* **What to produce**
Identify each line in the records below that contains the string "umbrella" and copy those lines. Case counts.

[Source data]
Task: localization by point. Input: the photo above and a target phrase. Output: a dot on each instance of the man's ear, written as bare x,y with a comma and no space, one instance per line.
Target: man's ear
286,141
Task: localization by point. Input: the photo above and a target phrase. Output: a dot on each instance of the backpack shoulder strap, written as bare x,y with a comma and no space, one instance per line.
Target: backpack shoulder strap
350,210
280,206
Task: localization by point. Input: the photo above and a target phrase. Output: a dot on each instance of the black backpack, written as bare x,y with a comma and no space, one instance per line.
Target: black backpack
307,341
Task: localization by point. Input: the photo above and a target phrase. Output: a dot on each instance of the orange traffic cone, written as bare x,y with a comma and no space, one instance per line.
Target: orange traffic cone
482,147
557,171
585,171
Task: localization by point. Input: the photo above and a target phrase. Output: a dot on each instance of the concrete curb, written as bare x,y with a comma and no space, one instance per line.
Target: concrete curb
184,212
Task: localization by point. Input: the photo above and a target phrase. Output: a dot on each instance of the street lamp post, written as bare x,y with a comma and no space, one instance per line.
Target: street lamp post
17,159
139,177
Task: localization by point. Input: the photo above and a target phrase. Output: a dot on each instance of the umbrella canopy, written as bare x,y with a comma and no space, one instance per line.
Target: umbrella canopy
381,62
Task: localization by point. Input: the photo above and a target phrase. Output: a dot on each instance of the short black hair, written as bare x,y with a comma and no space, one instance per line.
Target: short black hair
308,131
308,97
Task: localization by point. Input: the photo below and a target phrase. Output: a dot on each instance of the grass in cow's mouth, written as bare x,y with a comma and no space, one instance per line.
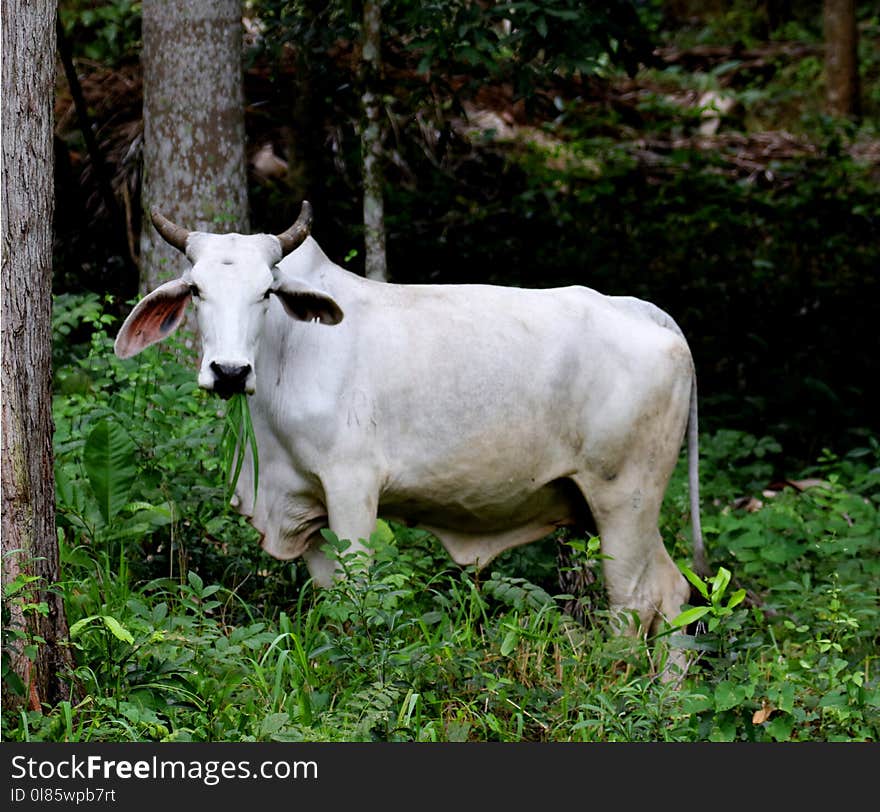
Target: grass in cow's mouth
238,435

...

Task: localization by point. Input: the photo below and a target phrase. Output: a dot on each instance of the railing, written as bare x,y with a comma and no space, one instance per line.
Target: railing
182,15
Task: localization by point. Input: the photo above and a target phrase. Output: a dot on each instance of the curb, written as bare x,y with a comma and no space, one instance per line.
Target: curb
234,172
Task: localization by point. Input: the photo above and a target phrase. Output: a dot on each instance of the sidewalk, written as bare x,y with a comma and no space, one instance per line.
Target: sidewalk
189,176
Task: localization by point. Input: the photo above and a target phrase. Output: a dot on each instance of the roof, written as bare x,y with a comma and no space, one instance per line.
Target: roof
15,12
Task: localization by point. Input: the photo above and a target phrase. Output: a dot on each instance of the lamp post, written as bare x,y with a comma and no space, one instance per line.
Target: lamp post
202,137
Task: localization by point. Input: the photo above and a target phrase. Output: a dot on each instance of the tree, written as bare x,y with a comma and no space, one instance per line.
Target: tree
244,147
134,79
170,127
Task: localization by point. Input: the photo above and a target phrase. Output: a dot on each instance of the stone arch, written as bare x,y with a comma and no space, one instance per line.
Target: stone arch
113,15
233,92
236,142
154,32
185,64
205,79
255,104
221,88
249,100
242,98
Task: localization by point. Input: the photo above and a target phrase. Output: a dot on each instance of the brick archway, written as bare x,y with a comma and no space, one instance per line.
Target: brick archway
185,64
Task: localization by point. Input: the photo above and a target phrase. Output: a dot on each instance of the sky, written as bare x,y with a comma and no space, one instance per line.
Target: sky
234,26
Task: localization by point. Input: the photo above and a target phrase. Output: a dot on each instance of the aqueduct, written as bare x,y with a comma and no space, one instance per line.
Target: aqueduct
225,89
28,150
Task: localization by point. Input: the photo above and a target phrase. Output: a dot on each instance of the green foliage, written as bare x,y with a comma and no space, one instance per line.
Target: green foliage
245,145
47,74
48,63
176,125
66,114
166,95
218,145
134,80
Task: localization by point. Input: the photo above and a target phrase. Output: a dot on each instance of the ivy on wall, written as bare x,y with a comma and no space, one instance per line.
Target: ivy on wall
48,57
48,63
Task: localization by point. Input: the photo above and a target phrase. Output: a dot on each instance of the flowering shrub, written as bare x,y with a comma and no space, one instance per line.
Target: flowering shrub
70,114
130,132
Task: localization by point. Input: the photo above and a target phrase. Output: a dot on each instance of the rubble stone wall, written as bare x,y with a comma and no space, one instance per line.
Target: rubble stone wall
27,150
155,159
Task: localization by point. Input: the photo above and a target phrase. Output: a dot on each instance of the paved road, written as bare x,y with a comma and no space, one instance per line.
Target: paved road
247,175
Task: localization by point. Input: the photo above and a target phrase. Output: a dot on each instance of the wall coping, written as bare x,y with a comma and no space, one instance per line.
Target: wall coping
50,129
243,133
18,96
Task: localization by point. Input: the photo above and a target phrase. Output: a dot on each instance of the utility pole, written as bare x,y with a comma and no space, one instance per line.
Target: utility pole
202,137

* **Answer for the task**
Task: localization by point. Input: the photo above and a target phrase. Output: a dot on each instance of the umbrella canopy, written as bare x,y with a comma and no space, one instance per line.
Target: umbrella canopy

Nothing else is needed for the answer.